Location identification entries:
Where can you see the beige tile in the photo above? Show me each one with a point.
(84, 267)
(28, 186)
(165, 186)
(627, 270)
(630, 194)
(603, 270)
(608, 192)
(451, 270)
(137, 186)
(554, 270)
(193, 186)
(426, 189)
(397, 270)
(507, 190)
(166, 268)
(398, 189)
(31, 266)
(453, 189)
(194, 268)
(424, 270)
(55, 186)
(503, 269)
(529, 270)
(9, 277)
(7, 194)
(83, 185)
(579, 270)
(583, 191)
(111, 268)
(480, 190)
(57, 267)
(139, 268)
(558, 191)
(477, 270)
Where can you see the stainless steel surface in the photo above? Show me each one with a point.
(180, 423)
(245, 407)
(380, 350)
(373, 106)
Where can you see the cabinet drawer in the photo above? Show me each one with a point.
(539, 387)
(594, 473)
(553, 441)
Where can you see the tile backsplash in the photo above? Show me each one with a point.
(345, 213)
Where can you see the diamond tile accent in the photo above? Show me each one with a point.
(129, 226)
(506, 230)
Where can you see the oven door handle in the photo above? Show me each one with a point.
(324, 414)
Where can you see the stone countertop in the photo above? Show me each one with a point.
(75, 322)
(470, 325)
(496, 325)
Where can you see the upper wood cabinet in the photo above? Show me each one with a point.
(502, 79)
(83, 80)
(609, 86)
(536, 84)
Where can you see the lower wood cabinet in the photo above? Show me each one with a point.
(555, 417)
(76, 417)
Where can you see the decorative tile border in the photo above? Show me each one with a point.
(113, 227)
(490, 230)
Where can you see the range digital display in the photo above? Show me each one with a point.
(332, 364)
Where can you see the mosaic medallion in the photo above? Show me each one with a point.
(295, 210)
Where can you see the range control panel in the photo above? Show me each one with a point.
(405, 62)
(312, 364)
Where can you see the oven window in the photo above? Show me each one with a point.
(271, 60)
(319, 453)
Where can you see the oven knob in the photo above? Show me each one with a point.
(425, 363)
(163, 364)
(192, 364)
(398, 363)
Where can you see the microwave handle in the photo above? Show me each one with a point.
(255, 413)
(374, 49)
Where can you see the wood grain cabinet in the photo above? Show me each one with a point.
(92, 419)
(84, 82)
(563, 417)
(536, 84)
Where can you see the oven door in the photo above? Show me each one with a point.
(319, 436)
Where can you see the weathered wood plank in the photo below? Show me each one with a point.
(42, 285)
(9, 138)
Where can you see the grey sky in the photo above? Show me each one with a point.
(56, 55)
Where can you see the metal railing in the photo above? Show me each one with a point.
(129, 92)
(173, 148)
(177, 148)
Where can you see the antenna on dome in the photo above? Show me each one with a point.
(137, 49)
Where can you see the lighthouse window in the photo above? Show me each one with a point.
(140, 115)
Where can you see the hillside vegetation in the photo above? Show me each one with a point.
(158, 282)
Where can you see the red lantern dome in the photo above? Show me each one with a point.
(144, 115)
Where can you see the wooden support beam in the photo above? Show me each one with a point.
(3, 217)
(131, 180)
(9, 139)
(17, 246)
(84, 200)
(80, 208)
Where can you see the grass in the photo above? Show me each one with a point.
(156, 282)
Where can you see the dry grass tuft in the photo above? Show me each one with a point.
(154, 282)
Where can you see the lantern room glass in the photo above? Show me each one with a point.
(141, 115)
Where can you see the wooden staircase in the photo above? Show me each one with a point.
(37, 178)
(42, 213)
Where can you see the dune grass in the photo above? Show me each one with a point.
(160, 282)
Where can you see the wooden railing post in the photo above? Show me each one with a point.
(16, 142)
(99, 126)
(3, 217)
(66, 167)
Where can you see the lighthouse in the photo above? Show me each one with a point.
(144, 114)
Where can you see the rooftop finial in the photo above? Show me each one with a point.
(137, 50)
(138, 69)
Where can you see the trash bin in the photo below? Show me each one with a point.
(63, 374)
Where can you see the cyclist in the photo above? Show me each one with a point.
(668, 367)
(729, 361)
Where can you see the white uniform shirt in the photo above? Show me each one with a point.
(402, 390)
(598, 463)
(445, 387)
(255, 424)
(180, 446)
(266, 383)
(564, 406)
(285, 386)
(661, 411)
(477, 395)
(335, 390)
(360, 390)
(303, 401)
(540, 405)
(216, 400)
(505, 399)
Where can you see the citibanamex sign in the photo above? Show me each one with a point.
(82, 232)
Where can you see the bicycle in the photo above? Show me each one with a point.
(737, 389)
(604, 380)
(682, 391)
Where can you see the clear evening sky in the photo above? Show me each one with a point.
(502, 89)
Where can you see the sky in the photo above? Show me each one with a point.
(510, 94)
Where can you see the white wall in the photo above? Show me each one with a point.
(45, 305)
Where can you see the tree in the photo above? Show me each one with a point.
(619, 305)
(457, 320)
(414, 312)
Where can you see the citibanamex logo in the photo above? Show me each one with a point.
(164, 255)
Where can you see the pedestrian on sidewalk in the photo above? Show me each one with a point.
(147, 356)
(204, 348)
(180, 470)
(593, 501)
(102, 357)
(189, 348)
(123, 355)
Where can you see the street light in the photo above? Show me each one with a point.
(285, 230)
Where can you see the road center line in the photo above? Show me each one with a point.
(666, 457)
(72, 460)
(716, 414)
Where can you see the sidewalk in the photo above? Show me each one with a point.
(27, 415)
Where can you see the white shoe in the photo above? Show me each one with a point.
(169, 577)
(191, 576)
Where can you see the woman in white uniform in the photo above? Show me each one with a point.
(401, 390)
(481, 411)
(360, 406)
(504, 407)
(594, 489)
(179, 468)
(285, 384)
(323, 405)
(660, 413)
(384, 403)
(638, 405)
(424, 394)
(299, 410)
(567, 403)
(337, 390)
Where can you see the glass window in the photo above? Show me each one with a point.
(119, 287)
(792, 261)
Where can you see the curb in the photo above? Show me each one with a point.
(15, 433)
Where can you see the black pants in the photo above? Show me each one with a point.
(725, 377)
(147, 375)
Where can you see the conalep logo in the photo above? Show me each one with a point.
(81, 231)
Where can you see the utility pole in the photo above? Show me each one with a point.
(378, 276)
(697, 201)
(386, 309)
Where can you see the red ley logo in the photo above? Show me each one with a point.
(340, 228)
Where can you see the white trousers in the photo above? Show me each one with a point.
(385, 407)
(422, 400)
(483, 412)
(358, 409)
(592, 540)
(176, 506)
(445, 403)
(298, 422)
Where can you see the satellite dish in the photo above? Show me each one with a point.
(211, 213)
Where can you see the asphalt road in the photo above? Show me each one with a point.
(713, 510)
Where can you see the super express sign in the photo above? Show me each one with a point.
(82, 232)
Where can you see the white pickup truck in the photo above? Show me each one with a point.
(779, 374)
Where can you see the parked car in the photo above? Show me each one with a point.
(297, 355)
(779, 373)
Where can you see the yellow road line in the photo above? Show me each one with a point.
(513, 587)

— Given exercise —
Reproduce the stretch of the data from the line containing "Where can you see the white trousers" through the end, substituting "rooftop antenna" for "satellite dish" and leaving everything else unchanged.

— Result below —
Where can you see the white trousers in the photo above? Show me each one with a point.
(385, 407)
(422, 400)
(483, 412)
(358, 409)
(592, 540)
(176, 506)
(445, 403)
(298, 422)
Where can you see the rooftop antenna in the photo above? Show me each one with a point.
(211, 213)
Where can you see the asphalt road in the photo above? Show me each one with a point.
(713, 510)
Where can you see the super express sign in the photo above? Show me each one with a point.
(82, 232)
Where can you see the white pickup truck in the photo above? Show me each one with a point.
(779, 374)
Where can you see the parked car in the photo above? Show me each one with a point.
(297, 355)
(779, 373)
Where can you see the yellow road line in the photo above? Show me each one with a point.
(513, 587)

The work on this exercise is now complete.